Start of Block
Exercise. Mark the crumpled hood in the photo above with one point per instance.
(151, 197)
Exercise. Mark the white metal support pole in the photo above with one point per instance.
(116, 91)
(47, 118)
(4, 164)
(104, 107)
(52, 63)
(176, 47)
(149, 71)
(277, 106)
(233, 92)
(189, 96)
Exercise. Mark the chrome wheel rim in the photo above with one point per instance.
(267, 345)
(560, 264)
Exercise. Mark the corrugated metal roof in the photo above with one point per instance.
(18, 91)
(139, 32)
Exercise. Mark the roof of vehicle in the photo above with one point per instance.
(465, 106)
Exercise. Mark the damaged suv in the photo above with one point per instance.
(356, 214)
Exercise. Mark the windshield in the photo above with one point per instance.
End of Block
## INSTRUCTIONS FOR THE TASK
Would you transcribe the whole listing, keeping every character the same?

## THE ANSWER
Exercise. Mark the crumpled hood in the photo above with one point per instance.
(151, 197)
Exercise. Mark the white metal support pole in the photo above with one point per instance.
(116, 91)
(47, 118)
(4, 164)
(104, 107)
(52, 63)
(176, 47)
(149, 71)
(277, 106)
(233, 92)
(189, 96)
Exercise. Mark the chrome wheel rim in the photo above with one point per instance.
(267, 345)
(560, 264)
Exercise. Mark the corrugated metal roof in the photo above with one point per instance.
(18, 91)
(139, 32)
Exercise. Mark the roof of vehicle in the photo above with one point per instance.
(465, 106)
Exercise. Mark the damaged suv in the photo above with one point per instance.
(356, 214)
Exercise. Mark the windshield in the photo above with one point per instance.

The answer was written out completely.